— WHAT TO PRODUCE —
Every line of the material that includes the word "below" is to be shown.

— DATA LISTING —
=======

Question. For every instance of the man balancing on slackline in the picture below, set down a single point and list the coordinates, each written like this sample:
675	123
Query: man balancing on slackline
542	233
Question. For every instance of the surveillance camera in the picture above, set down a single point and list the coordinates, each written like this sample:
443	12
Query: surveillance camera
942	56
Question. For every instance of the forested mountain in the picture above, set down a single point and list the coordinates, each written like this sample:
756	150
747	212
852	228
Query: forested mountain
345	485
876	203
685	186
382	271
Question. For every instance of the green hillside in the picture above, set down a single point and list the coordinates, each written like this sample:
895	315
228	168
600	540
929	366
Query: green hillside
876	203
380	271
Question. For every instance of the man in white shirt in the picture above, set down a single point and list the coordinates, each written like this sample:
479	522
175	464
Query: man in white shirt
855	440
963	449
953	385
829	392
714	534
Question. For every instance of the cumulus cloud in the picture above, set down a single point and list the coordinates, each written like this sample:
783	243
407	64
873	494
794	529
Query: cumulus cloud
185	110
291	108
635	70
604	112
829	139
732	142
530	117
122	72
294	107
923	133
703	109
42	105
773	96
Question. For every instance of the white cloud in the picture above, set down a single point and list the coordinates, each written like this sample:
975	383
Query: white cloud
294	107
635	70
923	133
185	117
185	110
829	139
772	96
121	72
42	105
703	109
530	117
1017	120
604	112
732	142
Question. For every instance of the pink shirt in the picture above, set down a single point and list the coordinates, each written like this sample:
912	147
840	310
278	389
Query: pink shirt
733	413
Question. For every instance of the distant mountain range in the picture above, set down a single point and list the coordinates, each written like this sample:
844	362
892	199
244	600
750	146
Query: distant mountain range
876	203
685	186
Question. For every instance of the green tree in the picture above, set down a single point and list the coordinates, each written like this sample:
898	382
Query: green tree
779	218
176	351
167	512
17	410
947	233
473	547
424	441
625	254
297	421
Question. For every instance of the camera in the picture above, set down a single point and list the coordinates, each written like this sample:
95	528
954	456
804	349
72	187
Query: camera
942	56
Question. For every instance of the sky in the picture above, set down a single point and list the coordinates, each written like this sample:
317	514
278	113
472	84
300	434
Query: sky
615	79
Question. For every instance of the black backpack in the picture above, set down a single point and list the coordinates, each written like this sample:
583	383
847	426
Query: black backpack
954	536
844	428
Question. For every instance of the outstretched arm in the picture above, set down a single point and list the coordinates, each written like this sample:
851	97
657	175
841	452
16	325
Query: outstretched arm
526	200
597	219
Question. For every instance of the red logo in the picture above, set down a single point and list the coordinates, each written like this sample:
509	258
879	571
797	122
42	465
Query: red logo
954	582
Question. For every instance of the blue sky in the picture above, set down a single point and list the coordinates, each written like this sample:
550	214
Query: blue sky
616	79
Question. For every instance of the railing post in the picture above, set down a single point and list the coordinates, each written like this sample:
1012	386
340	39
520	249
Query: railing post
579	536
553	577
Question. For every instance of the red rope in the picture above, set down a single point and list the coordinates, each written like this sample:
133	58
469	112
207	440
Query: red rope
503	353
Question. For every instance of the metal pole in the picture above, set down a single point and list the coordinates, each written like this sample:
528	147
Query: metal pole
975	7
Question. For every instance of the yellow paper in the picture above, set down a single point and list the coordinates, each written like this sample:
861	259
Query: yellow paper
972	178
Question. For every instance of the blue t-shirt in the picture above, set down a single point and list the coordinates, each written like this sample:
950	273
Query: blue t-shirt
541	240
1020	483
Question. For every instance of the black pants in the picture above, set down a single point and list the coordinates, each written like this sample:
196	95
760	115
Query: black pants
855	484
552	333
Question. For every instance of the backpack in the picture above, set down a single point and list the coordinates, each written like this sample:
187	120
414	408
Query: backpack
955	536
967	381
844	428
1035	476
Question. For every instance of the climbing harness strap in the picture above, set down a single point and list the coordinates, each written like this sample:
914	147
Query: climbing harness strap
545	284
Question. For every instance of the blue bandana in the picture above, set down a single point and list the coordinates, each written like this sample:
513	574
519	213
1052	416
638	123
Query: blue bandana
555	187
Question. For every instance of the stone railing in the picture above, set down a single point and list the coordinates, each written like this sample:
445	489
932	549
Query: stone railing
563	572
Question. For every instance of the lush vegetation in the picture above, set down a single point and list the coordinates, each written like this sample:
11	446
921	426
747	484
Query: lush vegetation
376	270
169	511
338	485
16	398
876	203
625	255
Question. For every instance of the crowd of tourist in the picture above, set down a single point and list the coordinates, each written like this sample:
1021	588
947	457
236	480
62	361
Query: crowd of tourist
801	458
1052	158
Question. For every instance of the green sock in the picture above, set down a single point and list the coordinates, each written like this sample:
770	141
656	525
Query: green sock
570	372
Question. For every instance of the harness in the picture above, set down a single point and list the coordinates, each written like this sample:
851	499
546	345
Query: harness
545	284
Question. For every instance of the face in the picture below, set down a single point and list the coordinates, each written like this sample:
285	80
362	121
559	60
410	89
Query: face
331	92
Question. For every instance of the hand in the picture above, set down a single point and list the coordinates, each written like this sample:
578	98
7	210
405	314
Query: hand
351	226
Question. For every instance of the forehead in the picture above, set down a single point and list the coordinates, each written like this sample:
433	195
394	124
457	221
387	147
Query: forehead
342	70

=======

— TASK OUTPUT —
Question. For every instance of the man balancing on slackline in the picture below, set down a single point and list the coordinates, each written like this sample:
Question. For every instance of the face in the picture below, set down a single point and list the coordinates, each written like this sample:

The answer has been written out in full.